● Problem
Copy the records verbatim from the line with "Find the wooden" through the line with "[[[292,235],[294,192],[1,192],[2,235]]]", including both of those lines.

Labeled area outline records
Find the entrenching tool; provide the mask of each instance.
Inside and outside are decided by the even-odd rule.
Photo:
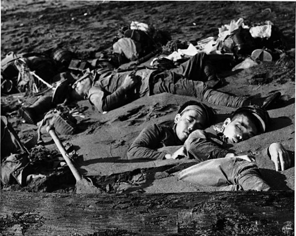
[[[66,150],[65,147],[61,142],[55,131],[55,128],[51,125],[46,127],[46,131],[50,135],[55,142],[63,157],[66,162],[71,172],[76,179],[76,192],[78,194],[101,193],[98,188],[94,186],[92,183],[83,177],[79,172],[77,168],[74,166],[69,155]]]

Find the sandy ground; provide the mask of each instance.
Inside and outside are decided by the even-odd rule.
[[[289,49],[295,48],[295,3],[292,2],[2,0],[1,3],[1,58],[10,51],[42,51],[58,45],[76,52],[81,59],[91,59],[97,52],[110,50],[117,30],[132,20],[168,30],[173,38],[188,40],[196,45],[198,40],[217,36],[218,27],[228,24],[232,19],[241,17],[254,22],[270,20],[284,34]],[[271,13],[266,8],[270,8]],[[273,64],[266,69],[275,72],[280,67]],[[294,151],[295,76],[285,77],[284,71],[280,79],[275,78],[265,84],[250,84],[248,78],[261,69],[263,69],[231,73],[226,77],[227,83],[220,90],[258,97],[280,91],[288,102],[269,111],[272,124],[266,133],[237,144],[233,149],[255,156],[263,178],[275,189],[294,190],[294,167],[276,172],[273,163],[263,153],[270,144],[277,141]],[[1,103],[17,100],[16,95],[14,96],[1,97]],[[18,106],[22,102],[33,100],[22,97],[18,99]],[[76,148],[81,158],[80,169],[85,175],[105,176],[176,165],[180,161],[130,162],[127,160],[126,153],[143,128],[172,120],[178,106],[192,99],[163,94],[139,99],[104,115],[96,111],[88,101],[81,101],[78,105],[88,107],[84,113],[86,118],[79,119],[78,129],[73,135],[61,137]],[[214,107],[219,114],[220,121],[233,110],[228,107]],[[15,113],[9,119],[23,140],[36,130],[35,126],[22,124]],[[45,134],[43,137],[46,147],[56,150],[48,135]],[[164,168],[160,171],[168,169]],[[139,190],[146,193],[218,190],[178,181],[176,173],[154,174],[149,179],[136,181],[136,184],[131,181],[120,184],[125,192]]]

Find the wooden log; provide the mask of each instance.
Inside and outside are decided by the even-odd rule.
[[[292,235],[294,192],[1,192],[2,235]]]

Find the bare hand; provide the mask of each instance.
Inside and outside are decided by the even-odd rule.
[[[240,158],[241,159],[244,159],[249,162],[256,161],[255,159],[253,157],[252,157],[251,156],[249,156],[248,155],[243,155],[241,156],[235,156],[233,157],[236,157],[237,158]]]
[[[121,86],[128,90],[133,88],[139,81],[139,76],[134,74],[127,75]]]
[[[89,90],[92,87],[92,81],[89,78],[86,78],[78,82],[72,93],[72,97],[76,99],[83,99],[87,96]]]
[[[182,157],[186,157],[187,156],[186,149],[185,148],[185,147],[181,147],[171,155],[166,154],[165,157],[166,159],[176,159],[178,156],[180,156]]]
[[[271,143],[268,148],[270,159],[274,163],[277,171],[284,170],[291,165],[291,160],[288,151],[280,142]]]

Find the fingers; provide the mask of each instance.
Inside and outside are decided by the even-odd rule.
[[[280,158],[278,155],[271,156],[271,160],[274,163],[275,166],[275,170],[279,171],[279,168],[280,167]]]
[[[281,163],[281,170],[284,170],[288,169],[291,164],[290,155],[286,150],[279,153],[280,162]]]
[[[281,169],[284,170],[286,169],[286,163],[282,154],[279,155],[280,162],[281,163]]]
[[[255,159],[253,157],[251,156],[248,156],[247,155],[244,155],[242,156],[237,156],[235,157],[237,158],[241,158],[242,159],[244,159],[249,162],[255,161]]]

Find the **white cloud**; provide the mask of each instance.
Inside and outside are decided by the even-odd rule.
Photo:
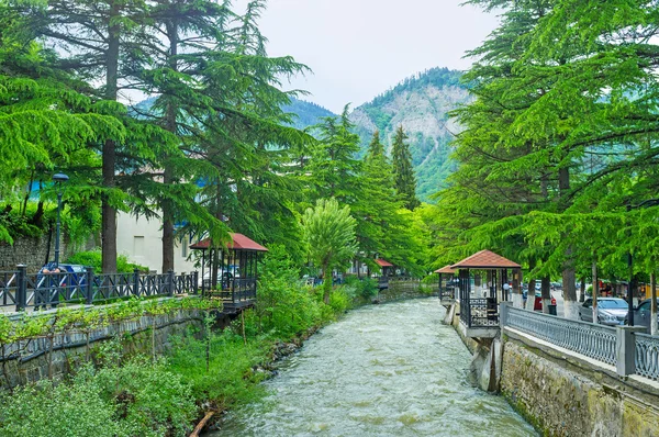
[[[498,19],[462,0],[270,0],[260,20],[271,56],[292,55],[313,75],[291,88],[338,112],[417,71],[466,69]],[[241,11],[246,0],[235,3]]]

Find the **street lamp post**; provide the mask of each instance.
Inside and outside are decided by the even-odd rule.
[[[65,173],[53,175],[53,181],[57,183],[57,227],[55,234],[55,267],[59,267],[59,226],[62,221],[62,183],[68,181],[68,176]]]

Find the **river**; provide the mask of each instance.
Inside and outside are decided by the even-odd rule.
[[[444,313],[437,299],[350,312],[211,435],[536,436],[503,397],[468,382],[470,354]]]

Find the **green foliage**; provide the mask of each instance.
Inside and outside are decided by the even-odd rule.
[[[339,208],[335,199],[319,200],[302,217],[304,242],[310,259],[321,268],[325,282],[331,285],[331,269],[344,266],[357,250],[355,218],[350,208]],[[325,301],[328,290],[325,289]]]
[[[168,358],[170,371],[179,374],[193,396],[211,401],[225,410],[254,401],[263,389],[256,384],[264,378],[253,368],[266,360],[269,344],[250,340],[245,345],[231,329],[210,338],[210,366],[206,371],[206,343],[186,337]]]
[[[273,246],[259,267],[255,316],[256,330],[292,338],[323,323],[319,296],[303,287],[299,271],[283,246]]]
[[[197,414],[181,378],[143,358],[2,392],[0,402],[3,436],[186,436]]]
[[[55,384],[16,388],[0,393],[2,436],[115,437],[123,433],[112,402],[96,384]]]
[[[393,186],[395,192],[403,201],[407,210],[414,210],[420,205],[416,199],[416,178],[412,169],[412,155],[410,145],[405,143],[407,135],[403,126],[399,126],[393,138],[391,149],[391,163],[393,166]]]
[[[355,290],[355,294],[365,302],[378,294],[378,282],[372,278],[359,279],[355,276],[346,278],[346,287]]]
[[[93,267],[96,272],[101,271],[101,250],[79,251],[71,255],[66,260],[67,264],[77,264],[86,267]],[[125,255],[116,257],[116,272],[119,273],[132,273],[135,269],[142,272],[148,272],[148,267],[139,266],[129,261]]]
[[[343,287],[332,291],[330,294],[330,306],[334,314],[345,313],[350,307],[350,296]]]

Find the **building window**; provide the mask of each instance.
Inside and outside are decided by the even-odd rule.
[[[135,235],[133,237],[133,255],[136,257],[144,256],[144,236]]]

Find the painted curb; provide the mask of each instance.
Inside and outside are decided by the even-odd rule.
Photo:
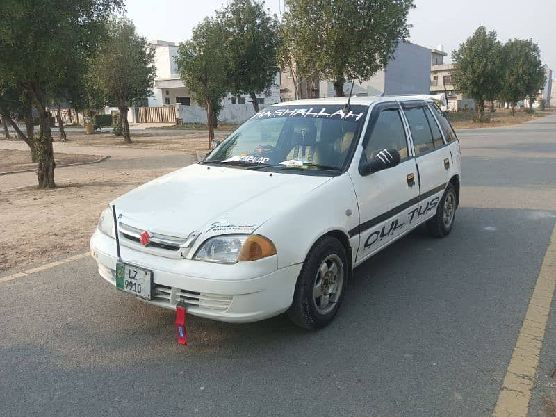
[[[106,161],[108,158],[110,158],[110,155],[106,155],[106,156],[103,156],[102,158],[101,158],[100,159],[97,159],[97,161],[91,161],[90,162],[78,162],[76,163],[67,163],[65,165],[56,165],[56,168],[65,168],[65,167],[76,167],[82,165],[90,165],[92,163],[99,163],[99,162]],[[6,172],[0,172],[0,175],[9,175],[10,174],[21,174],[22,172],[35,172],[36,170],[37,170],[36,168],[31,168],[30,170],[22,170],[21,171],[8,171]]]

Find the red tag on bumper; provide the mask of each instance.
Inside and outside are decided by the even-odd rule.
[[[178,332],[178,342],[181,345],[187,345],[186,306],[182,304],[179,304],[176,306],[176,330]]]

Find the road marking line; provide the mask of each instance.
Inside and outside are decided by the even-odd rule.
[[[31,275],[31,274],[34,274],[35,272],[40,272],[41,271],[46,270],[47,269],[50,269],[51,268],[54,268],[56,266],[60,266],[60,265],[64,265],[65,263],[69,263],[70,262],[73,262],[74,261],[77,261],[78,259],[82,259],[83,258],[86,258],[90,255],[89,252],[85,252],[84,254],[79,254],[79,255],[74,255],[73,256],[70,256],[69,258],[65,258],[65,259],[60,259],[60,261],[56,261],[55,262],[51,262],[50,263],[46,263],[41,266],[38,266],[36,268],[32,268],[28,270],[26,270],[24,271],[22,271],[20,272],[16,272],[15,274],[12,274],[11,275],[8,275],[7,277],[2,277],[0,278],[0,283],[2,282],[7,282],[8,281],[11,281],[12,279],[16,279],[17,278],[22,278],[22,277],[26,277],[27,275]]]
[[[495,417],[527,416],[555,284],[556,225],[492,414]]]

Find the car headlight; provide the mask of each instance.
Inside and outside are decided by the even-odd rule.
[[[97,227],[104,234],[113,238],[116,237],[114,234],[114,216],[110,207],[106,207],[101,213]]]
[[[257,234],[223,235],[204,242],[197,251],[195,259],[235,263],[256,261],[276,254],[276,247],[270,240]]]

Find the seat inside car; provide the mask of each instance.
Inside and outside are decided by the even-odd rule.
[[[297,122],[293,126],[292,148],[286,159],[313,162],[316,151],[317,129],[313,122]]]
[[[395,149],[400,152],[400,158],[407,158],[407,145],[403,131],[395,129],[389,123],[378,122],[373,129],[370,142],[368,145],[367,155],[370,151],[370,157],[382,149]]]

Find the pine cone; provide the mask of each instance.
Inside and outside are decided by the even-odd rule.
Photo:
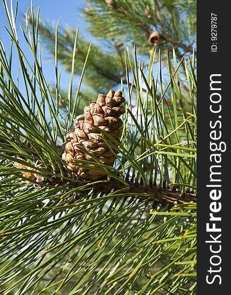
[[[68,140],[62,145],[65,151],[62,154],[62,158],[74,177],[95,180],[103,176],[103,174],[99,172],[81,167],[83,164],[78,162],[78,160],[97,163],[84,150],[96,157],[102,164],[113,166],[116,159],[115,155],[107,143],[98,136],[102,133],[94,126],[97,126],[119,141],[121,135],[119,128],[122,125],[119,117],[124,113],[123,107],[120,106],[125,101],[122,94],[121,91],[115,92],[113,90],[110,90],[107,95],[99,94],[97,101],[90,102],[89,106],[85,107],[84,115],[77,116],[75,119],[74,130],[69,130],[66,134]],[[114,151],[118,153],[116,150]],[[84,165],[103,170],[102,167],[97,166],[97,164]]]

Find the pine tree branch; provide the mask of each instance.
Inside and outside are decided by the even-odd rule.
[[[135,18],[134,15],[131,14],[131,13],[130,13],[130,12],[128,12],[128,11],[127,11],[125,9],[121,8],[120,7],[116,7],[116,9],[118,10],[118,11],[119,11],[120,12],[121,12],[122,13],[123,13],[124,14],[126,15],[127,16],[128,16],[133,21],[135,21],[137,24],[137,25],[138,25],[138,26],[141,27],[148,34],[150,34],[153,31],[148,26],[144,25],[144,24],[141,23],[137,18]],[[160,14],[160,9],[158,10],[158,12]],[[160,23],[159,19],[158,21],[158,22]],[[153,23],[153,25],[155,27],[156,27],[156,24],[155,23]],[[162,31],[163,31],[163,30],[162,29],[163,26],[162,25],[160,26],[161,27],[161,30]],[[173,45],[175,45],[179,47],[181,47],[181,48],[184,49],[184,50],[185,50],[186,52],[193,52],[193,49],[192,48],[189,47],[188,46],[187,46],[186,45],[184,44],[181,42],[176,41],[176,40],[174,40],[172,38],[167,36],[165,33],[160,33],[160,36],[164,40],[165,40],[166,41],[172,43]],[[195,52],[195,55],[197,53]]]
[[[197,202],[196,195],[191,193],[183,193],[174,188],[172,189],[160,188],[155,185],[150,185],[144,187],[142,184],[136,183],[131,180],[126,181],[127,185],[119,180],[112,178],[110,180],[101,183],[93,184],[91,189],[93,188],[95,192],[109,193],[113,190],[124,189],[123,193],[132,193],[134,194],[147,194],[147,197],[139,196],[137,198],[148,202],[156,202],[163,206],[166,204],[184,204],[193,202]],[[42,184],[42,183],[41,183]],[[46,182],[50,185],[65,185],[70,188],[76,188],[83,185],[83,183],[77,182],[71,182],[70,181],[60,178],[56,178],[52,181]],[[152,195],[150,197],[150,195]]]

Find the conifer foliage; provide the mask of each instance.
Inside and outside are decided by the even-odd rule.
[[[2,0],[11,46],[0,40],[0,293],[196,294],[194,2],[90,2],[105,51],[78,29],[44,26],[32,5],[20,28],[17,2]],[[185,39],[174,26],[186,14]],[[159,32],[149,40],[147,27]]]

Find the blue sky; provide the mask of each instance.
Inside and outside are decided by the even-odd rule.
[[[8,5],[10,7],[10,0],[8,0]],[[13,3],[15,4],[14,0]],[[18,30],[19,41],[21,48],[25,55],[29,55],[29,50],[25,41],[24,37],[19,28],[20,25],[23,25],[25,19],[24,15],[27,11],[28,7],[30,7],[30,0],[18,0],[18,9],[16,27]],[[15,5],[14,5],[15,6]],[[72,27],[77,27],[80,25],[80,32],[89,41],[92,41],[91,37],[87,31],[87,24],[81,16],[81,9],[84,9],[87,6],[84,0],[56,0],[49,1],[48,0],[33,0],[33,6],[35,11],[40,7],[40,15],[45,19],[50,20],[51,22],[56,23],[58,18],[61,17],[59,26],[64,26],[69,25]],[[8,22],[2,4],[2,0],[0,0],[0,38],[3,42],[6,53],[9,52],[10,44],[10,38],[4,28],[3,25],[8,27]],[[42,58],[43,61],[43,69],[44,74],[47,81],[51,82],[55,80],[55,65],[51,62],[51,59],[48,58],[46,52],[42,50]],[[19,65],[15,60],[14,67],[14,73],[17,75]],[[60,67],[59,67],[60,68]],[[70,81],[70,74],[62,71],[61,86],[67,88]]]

● Result for this exercise
Find the wooden log; provide the mask of each instance.
Inside and outside are decided by the even-odd rule.
[[[292,235],[294,192],[1,192],[2,235]]]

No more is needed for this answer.